== Dataset
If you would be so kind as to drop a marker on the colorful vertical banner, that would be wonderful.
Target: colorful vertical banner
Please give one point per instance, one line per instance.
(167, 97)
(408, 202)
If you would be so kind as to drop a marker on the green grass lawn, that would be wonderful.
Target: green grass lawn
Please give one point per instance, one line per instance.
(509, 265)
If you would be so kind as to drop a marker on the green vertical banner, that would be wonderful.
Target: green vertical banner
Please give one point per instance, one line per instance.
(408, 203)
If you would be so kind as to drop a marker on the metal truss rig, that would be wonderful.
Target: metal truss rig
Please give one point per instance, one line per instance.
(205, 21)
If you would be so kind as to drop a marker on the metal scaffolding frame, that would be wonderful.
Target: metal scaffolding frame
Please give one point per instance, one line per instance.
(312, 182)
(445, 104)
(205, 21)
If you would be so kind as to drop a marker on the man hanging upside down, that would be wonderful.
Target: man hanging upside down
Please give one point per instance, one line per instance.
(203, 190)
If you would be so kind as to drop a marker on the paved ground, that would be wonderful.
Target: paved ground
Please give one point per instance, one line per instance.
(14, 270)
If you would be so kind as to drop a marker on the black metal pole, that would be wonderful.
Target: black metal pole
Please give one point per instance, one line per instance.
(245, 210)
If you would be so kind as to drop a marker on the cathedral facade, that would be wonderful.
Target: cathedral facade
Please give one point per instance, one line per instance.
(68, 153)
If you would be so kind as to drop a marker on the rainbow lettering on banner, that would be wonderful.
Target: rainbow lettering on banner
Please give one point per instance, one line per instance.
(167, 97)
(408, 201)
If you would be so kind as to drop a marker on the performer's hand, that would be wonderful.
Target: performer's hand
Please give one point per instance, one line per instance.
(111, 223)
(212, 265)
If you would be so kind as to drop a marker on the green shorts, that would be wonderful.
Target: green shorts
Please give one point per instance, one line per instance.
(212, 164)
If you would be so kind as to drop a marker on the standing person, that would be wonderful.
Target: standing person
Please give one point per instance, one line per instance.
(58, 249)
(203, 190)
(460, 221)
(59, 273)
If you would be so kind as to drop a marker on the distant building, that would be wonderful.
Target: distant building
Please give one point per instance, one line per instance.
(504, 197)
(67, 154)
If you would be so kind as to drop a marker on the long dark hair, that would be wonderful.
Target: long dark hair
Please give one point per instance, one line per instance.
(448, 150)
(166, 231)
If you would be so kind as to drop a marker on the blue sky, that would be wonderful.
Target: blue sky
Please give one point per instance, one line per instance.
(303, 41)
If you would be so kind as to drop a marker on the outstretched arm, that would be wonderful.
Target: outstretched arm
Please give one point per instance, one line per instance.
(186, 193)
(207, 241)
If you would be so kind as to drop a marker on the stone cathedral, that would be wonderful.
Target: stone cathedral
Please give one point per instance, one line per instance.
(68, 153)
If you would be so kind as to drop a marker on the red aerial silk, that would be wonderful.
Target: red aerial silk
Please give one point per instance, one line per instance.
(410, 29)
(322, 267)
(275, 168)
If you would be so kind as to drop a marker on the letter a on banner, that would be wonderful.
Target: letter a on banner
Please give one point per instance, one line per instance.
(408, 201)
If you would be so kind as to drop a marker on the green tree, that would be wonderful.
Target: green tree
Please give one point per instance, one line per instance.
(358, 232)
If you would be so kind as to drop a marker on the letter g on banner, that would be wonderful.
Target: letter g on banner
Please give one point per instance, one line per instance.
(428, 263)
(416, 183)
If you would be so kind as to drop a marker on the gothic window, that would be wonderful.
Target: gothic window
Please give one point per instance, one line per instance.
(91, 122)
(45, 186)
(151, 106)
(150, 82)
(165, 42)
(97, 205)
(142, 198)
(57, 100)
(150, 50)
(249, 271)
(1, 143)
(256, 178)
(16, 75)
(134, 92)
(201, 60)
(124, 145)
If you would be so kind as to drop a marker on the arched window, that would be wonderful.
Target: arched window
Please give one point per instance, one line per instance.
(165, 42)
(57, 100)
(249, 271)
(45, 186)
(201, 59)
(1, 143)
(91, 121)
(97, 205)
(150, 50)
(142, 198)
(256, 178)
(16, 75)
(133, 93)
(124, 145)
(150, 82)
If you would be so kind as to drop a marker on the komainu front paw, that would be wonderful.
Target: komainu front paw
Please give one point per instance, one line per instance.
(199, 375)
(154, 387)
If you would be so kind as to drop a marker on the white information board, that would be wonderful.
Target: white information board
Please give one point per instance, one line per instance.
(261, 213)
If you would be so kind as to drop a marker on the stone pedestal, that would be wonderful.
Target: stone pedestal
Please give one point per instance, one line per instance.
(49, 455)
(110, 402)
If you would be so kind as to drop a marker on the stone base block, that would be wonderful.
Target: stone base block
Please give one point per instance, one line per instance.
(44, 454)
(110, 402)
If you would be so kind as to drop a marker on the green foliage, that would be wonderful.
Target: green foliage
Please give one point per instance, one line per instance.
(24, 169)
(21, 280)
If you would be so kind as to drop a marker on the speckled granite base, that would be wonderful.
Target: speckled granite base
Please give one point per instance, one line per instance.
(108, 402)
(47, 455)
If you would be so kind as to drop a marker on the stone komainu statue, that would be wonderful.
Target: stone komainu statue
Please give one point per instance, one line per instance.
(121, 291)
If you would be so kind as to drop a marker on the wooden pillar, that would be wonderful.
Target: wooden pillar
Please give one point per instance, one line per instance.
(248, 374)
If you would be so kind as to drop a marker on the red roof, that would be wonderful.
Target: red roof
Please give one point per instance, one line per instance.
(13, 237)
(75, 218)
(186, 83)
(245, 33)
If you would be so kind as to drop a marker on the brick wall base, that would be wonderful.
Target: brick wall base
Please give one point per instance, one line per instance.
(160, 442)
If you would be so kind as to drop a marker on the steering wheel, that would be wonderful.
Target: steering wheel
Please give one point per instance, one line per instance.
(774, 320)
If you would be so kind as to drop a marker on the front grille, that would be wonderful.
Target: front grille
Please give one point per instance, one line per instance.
====
* _Problem details_
Restate the listing above word for word.

* _Output for this task_
If you would be so kind as to drop a marker on the colorful vertical banner, that would be wonderful.
Target: colorful vertical banner
Please give one point per instance, one line per instance.
(167, 97)
(408, 202)
If you would be so kind as to drop a marker on the green grass lawn, that would be wonderful.
Target: green grass lawn
Please give one point per instance, one line per instance.
(509, 265)
If you would be so kind as to drop a marker on the green vertical banner, that would be wonderful.
Target: green vertical banner
Please give one point per instance, one line per instance.
(408, 203)
If you would be so kind as to drop a marker on the metal truss rig, that would be wonderful.
Target: metal truss rig
Please give one point per instance, one line per instance.
(205, 21)
If you would be so kind as to drop a marker on the metal scaffolding frame, that would be wonderful.
Target: metal scaffolding frame
Please give one point per instance, one line per instance.
(312, 182)
(445, 104)
(205, 21)
If you would be so kind as to drop a marker on the man hanging upside down, that would be wonderful.
Target: man hanging upside down
Please give one point per instance, one line per instance.
(203, 190)
If you would be so kind as to drop a marker on the paved ground, that would be wonderful.
Target: paved ground
Please give one point per instance, one line per instance.
(14, 270)
If you would be so kind as to drop a marker on the black metal pole, that would be wonderful.
Target: black metal pole
Please give one point per instance, one line per instance.
(245, 210)
If you would be so kind as to drop a marker on the cathedral facade, that would be wonderful.
Target: cathedral facade
Please give one point per instance, one line per instance.
(68, 153)
If you would be so kind as to drop a marker on the rainbow lettering on banner, that would be wonderful.
Target: rainbow lettering on banner
Please give one point per instance, one line per instance.
(167, 97)
(408, 201)
If you would be so kind as to drop a marker on the performer's hand, that would be wonderful.
Target: performer's hand
Please give one point per instance, one line per instance.
(111, 223)
(212, 265)
If you would be so kind as to drop a marker on the green shorts, that would be wonderful.
Target: green shorts
Please give one point per instance, one line per instance.
(212, 164)
If you would be so kind as to drop a marker on the standing person, that would be wonderful.
Target: standing person
Please give one point per instance, one line per instance.
(58, 249)
(203, 190)
(460, 221)
(59, 273)
If you would be so kind as to drop a marker on the distant building, that would be wonderful.
Target: distant building
Please give one point per instance, one line per instance.
(504, 197)
(67, 154)
If you would be so kind as to drop a marker on the long dark hair, that would be wonderful.
Target: long dark hair
Please give one point per instance, one line per instance.
(448, 150)
(166, 231)
If you would be so kind as to drop a marker on the blue sky, that would be wonderful.
Target: blue sky
Please give one point per instance, one line per instance.
(303, 41)
If you would be so kind as to drop a marker on the outstretched arm, that would be wonderful.
Target: outstretched arm
Please give one point per instance, one line per instance.
(186, 193)
(207, 241)
If you would be so kind as to drop a marker on the stone cathedral, that would be wonderful.
Target: stone cathedral
Please give one point per instance, one line per instance.
(68, 153)
If you would be so kind as to drop a marker on the red aerial silk, that would be wonderful.
Target: red aerial silk
Please give one point per instance, one line per instance.
(410, 29)
(322, 267)
(275, 168)
If you would be so kind as to drop a marker on the letter a on banner, that would be wonderful.
Target: letter a on banner
Please give one point per instance, one line per instance.
(408, 201)
If you would be so kind as to drop a marker on the green tree, that would be wonderful.
Target: green tree
Please give one point per instance, one line per instance.
(358, 232)
If you would be so kind as to drop a marker on the letter g on banner, that would be wonderful.
Target: letter g on banner
Please give one point per instance, one line per instance.
(428, 263)
(416, 183)
If you would be so kind as to drop a marker on the gothic window, that would be wonderful.
Target: gothic window
Please give one point per instance, one line per instance.
(91, 122)
(45, 186)
(151, 106)
(150, 82)
(165, 42)
(97, 205)
(142, 198)
(57, 100)
(150, 50)
(249, 271)
(1, 143)
(256, 178)
(16, 75)
(134, 92)
(201, 60)
(124, 145)
If you would be so kind as to drop a marker on the arched window, that would be wonderful.
Target: arched window
Please give one point per instance, one line per instance.
(165, 42)
(57, 100)
(249, 271)
(45, 186)
(201, 59)
(1, 143)
(91, 121)
(97, 205)
(150, 50)
(142, 198)
(256, 178)
(16, 75)
(133, 93)
(124, 145)
(150, 82)
If you would be so kind as to drop a marker on the komainu front paw, that would be wonderful.
Target: komainu front paw
Please give one point per instance, one line per instance.
(199, 375)
(154, 387)
If you would be so kind as to drop a marker on the white information board, that would be wonderful.
Target: white information board
Please give one point per instance, one line per instance.
(261, 213)
If you would be so kind as to drop a marker on the stone pedestal, that would be wonderful.
Target: stone pedestal
Please give one point per instance, one line per instance.
(49, 455)
(110, 402)
If you would be so kind as to drop a marker on the stone base block, that would be wonderful.
Target: stone base block
Please give one point per instance, one line per instance.
(44, 454)
(110, 402)
If you would be so kind as to drop a marker on the green foliage, that would be wonderful.
Target: green foliage
Please give one point per instance, one line per instance.
(24, 169)
(21, 280)
If you would be so kind as to drop a marker on the speckled granite base, that would be wonderful.
Target: speckled granite base
Please give one point per instance, one line per instance.
(108, 402)
(47, 455)
If you would be so kind as to drop a marker on the stone komainu statue, that would be wonderful.
Target: stone komainu statue
Please give one point per instance, one line per instance.
(121, 291)
If you would be so kind as to drop a marker on the wooden pillar, that would be wonderful.
Target: wooden pillar
Please give one point per instance, one line per instance.
(248, 374)
If you would be so kind as to drop a marker on the red roof, that would be wonderful.
Target: red roof
Please give one point per instance, one line per instance.
(13, 237)
(75, 218)
(186, 83)
(245, 33)
If you would be so kind as to drop a marker on the brick wall base, that would be wonderful.
Target: brick wall base
Please give one point per instance, one line per instance.
(160, 442)
If you would be so kind as to drop a marker on the steering wheel, that would be wonderful.
Target: steering wheel
Please give one point per instance, one line per instance.
(774, 320)
If you would be so kind as to drop a marker on the front grille, that would be wonderful.
Target: front grille
Please give one point per instance, one line per instance.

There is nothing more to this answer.